(AIM) Everything in the listing should be restated word for word.

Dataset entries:
=-=-=
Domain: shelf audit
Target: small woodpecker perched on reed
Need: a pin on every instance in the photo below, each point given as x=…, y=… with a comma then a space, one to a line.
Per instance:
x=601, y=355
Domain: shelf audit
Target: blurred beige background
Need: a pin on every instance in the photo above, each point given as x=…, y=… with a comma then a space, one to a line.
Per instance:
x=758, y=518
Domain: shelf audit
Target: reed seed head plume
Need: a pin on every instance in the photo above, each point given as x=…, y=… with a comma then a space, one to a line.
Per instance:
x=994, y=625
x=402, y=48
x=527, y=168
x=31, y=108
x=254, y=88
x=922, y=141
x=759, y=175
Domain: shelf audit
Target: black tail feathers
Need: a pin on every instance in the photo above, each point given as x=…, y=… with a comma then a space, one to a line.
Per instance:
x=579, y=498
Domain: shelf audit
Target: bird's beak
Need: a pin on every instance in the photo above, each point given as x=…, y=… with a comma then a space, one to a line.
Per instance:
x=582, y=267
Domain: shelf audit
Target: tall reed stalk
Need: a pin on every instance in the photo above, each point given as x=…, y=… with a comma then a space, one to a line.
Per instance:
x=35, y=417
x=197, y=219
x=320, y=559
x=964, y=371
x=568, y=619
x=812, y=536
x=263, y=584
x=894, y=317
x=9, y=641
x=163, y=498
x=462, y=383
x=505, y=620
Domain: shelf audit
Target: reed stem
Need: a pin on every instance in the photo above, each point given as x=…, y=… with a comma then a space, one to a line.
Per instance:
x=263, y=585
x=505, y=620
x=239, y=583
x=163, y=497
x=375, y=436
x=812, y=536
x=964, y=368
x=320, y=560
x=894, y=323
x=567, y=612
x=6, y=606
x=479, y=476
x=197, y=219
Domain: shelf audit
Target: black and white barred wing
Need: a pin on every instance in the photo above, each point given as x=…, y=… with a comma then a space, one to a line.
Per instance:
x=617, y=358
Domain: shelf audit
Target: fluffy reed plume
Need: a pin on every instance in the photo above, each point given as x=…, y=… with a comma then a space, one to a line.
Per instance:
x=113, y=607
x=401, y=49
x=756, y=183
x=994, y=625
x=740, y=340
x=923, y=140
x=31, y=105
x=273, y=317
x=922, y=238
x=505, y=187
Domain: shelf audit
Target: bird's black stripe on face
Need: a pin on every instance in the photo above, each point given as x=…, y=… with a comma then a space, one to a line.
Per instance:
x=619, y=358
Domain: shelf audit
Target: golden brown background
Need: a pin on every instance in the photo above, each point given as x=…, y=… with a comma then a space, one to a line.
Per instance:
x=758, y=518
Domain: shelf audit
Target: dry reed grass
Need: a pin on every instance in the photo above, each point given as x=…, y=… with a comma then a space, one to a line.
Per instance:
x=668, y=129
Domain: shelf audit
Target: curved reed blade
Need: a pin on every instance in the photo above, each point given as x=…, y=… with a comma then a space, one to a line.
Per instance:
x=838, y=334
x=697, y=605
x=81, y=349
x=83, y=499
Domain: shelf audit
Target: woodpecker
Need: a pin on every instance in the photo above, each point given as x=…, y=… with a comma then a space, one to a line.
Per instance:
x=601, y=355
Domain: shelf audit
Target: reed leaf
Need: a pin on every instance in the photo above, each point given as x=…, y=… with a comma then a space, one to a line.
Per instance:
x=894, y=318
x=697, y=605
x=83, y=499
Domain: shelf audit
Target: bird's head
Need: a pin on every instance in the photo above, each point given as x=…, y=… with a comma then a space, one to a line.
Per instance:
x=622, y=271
=-=-=
(TASK SOLUTION)
Domain: shelf audit
Target: small woodpecker perched on reed
Need: a pin on every instance in the photo below, each point given as x=…, y=… with a comma then a space, one to a line.
Per instance:
x=601, y=355
Domain: shelf audit
Target: blurred beige background
Need: a pin on every instance in the photo above, each point given as x=…, y=… with a comma then a space, one to a line.
Per instance:
x=758, y=518
Domain: shelf audit
Target: reed seed head plume
Need: a pin on every instance in the photo above, each point given as x=…, y=… with a comma then a space, one to a line.
Per instance:
x=994, y=625
x=402, y=48
x=527, y=168
x=31, y=108
x=254, y=88
x=922, y=141
x=759, y=175
Domain: shelf audit
Target: black tail feathers
Need: a pin on every instance in the photo above, each point given as x=…, y=… with a comma then a space, one to a line.
Per instance:
x=579, y=498
Domain: shelf audit
Target: bird's beak
Need: a pin on every instance in the photo above, each point given as x=…, y=… with a comma then a space, one to a line.
Per instance:
x=582, y=267
Domain: shelf audit
Target: tall reed stalk
Need: a pin on every instance in the photo above, each point given as x=…, y=… with a comma then a space, one to a line.
Per instance:
x=35, y=417
x=197, y=219
x=320, y=559
x=964, y=371
x=568, y=619
x=812, y=536
x=263, y=584
x=894, y=317
x=9, y=641
x=163, y=498
x=462, y=383
x=505, y=620
Domain: shelf audit
Target: reed stem
Need: a pin on every instance in the photo above, each point given as x=…, y=… with a comma then a space, one to a line.
Per instance:
x=263, y=585
x=505, y=620
x=239, y=583
x=163, y=497
x=375, y=436
x=812, y=536
x=964, y=368
x=320, y=560
x=894, y=323
x=567, y=612
x=6, y=606
x=479, y=476
x=197, y=219
Domain: shelf audit
Target: black and white barred wing
Need: a pin on every instance in the photo above, each point given as x=…, y=… with a comma then a space, one to a line.
Per instance:
x=617, y=358
Domain: shelf audit
Target: fluffy reed plume
Need: a pin on every instance in the photo above, each point given as x=…, y=… with a comma then a space, one to a line.
Per instance:
x=113, y=607
x=401, y=49
x=756, y=183
x=994, y=625
x=740, y=340
x=923, y=140
x=31, y=105
x=273, y=317
x=922, y=238
x=505, y=187
Domain: shelf audit
Target: bird's black stripe on face
Need: a pin on every instance in the photo above, each point given as x=…, y=… with a comma then a space, one to a line.
Per instance:
x=619, y=358
Domain: shelf audit
Target: golden brown background
Need: a pin on every instance in the photo above, each point given as x=…, y=… with a comma then a space, one to a line.
Per instance:
x=758, y=518
Domain: shelf audit
Target: dry reed grass
Need: a pin on every instance in the photo above, each point given as x=…, y=… with a comma then a space, one to a line.
Per instance:
x=668, y=129
Domain: shelf audit
Target: curved reed blade
Need: a pin on every instance in the photo above, each point given as x=…, y=… with a comma then a space, one to a line.
Per instance:
x=838, y=334
x=697, y=605
x=81, y=349
x=83, y=499
Domain: shelf audit
Target: woodpecker
Need: a pin on every instance in the photo above, each point given as x=…, y=… with a comma then a space, one to a line.
Per instance:
x=601, y=355
Domain: shelf audit
Target: reed leaf
Need: a pin on every instance in the photo above, each point given as x=…, y=… with a comma then a space, one to a line.
Per instance:
x=894, y=318
x=697, y=605
x=83, y=499
Domain: shelf audit
Target: bird's head
Need: a pin on every instance in the photo above, each point given as x=…, y=… with a comma then a space, one to a line.
Per instance:
x=622, y=271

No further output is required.